What needs to be done: Everything from the line containing "Task: mark the window in" through the last line of the records below should be printed exactly, please, and nothing else.

Data for this exercise:

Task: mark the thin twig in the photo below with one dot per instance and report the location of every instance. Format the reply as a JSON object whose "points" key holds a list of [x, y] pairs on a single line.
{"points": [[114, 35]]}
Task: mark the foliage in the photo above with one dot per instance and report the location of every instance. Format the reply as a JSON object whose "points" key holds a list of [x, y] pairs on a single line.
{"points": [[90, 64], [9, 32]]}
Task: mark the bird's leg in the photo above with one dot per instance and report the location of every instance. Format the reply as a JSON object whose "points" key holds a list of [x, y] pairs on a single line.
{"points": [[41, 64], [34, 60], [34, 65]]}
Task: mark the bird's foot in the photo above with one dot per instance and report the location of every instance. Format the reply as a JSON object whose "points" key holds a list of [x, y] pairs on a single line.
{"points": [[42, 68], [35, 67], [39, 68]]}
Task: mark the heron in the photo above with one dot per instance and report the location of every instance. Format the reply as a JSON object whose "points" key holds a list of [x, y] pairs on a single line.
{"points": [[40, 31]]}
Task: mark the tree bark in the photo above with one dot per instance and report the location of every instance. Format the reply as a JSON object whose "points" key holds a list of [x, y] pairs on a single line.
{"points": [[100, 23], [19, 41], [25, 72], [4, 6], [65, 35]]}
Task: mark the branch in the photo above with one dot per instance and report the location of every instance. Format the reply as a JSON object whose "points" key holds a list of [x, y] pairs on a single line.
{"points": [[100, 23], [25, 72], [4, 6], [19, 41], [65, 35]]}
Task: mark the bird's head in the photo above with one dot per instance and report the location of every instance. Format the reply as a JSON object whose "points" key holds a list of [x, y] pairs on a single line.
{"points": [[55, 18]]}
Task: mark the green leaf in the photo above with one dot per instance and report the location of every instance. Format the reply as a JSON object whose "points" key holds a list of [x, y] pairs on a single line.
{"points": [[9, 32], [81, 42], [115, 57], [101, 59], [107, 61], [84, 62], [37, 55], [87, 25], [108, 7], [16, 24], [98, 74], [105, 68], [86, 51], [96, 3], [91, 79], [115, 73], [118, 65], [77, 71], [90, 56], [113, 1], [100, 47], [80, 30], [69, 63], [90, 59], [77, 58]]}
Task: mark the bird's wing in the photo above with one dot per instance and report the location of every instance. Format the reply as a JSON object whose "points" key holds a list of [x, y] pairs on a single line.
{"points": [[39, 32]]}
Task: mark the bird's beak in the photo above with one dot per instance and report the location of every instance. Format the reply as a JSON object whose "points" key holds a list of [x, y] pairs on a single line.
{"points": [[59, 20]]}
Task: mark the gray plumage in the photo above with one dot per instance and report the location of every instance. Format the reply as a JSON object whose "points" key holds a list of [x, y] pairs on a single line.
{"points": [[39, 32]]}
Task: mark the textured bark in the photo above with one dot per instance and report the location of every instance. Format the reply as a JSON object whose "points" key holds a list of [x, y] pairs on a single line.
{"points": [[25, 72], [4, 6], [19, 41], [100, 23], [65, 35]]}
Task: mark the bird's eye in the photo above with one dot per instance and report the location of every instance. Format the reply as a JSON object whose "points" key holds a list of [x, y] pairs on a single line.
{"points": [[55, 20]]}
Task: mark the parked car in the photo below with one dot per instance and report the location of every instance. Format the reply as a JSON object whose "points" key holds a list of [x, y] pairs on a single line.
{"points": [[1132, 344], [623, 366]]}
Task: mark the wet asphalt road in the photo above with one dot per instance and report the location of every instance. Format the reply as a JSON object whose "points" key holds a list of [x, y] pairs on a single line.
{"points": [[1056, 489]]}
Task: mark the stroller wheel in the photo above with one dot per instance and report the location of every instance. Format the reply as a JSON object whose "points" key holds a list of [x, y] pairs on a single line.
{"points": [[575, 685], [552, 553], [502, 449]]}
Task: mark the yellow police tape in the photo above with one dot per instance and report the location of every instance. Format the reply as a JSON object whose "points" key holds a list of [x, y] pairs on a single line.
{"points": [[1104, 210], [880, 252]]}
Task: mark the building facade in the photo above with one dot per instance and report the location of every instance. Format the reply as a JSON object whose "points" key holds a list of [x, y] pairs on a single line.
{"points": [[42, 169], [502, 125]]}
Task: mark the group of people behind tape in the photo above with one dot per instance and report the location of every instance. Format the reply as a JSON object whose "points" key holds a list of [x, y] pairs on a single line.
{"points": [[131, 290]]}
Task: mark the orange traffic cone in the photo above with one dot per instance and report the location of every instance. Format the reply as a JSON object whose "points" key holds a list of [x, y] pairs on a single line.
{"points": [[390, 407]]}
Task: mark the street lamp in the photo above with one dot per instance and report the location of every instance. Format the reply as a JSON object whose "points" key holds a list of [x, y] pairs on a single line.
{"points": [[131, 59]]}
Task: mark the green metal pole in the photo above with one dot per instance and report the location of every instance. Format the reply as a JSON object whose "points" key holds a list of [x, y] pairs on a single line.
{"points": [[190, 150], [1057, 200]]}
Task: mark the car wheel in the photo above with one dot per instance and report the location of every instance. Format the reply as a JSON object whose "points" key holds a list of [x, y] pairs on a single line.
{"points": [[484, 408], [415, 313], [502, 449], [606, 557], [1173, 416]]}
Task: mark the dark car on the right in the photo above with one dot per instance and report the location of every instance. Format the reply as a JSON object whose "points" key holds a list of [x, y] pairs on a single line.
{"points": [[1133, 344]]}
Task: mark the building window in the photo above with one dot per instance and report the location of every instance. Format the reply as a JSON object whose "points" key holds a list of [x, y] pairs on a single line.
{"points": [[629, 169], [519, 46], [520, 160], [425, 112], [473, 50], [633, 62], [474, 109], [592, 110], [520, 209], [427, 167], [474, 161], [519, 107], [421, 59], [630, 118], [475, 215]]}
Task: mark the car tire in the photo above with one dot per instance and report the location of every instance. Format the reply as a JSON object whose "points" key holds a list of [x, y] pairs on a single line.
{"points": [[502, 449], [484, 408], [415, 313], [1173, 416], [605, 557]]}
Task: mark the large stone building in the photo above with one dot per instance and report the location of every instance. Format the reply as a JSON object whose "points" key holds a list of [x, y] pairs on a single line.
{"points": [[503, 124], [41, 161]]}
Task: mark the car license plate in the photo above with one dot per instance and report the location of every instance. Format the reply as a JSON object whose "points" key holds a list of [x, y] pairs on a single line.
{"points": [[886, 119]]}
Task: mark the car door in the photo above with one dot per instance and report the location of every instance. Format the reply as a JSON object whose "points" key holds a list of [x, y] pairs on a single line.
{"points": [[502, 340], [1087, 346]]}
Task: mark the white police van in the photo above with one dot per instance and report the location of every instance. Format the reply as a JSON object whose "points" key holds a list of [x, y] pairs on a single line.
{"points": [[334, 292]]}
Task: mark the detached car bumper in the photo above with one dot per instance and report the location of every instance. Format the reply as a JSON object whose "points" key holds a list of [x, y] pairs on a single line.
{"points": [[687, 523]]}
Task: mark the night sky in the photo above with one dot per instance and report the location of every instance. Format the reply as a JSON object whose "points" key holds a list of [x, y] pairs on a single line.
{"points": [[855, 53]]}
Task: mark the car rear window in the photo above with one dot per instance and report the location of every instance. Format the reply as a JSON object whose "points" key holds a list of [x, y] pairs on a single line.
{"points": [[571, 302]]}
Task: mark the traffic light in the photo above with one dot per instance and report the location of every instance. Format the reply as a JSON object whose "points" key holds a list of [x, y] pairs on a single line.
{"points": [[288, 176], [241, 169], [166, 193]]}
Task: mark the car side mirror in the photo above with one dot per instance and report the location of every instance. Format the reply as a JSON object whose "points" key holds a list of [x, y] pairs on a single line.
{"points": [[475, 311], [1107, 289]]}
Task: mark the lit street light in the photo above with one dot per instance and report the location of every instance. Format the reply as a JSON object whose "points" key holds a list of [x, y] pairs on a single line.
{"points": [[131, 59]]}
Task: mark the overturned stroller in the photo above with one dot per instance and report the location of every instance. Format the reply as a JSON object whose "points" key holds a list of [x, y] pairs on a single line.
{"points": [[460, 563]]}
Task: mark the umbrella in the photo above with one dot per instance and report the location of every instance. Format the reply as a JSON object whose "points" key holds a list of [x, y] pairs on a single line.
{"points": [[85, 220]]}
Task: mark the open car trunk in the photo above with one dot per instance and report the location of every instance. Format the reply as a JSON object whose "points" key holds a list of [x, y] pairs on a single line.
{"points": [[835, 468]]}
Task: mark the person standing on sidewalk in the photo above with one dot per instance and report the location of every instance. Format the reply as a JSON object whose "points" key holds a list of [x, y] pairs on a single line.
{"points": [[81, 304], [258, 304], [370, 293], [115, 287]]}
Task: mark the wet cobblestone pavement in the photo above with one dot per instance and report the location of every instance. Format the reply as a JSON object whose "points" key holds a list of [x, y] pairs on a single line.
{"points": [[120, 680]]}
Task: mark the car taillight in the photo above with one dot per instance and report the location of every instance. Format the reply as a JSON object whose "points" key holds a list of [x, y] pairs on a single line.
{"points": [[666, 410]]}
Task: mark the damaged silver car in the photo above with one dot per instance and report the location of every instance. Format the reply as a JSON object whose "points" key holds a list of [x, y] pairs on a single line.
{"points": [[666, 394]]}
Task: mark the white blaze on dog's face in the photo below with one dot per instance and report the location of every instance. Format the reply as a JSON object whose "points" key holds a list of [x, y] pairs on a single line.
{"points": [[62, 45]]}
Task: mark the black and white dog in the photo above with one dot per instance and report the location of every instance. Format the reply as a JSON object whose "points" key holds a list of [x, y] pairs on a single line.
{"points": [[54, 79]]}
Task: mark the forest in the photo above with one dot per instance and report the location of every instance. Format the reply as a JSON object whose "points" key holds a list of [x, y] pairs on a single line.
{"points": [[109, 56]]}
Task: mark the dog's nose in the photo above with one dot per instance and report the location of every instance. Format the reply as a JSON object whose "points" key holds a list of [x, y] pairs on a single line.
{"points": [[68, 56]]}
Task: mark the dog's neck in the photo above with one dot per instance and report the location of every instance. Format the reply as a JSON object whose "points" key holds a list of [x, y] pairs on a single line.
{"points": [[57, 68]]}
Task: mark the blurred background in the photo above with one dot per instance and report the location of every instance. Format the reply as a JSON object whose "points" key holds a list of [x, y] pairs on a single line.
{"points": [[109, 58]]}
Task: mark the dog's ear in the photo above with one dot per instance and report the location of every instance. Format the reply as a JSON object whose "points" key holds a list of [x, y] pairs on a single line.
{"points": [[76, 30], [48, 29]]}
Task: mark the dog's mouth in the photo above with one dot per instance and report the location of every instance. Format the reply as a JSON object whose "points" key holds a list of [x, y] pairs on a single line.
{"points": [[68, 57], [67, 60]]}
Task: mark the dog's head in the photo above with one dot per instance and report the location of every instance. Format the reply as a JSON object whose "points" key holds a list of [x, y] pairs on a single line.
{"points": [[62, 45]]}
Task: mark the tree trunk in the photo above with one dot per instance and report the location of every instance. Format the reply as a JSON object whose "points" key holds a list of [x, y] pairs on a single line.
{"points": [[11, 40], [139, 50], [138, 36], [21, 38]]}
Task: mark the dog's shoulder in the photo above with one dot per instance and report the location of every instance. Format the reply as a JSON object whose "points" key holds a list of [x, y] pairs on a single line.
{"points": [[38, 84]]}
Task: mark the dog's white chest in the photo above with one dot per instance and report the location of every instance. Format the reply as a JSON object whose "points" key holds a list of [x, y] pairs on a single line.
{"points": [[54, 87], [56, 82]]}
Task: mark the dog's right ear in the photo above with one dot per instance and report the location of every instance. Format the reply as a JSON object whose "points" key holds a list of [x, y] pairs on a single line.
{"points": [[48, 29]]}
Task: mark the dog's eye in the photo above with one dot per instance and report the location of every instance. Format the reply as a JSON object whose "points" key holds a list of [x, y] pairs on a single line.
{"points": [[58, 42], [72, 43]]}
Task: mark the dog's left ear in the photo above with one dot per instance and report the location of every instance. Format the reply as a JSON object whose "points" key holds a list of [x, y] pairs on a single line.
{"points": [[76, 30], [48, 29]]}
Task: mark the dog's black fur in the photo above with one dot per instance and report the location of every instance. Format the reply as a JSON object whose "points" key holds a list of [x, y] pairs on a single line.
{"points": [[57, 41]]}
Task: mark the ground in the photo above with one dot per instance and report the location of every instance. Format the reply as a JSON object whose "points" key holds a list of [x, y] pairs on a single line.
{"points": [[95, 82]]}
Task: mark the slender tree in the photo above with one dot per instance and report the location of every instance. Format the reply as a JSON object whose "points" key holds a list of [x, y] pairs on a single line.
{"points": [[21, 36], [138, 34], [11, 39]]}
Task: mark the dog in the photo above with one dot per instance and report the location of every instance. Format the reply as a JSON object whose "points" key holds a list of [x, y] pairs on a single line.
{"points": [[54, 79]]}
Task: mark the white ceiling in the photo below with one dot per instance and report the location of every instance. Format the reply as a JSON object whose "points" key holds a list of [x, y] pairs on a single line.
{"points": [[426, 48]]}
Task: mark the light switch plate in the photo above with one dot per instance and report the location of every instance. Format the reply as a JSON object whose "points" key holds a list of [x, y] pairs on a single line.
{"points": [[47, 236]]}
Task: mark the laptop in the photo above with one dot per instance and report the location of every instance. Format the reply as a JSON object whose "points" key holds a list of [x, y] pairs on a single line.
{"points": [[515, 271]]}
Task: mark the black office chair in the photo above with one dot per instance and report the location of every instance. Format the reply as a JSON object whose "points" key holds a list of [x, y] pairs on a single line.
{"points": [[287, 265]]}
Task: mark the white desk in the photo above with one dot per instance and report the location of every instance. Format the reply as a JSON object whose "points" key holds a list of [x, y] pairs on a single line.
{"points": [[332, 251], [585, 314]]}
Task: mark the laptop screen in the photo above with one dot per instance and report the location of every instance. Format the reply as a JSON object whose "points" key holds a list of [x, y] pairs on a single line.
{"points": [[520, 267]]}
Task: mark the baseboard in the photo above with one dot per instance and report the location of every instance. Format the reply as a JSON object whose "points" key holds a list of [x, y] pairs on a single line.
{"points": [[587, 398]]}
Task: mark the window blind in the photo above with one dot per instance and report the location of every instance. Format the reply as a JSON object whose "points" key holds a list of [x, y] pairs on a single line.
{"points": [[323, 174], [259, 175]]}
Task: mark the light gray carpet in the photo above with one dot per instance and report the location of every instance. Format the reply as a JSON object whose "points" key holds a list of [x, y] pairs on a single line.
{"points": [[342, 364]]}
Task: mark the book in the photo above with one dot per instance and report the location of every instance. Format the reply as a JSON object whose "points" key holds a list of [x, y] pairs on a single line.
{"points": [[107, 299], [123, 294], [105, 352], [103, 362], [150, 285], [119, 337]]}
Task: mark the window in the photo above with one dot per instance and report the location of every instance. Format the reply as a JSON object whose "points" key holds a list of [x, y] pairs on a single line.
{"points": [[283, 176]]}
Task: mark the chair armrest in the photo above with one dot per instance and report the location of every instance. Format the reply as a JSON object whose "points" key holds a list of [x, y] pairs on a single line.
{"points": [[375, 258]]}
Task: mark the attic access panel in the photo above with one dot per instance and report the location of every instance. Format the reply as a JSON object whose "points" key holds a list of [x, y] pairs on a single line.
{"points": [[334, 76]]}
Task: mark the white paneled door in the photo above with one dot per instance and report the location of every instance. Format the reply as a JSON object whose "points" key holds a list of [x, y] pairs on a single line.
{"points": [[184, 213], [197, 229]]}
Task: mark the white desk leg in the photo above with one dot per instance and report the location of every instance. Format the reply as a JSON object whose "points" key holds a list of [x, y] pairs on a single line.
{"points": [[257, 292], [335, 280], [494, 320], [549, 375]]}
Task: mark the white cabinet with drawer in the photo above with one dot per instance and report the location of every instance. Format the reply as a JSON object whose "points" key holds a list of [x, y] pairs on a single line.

Exercise result:
Task: mark the window in the photo above with one dot per instance and report the location of every instance. Format the reply as a JSON object whose "points" key holds a list of [x, y] pairs on a single line.
{"points": [[283, 176]]}
Task: mark the chair armrest in the photo above with one dot per instance and report the location of every instance. Format the reply as a JSON object whose "points" key holds a list of [x, y] pairs on a single line.
{"points": [[375, 258]]}
Task: mark the attic access panel in the photo above with one dot per instance and report the location of every instance. Format the reply as a JSON object whose "points" key holds a list of [x, y] pairs on a single line.
{"points": [[334, 76]]}
Task: mark the white paneled door in the photo above with one dot per instance and report the location of every instance. Format the reply as a JSON object whose "points" key holds a list of [x, y] pairs on a single line.
{"points": [[184, 213], [197, 229]]}
Task: mark the white desk leg in the photo above with one dot per instance and report the location of every instance. Format the reply as a JSON object whose "points" key holds a list of [x, y] pairs on a single line.
{"points": [[257, 292], [335, 280], [494, 320], [549, 375]]}
Task: mark the white cabinet with drawer in the photo above with one dot per instance and report the location of every instance. Format the reply as a JSON object whose "points" key holds a list of [x, y] pairs on a single line.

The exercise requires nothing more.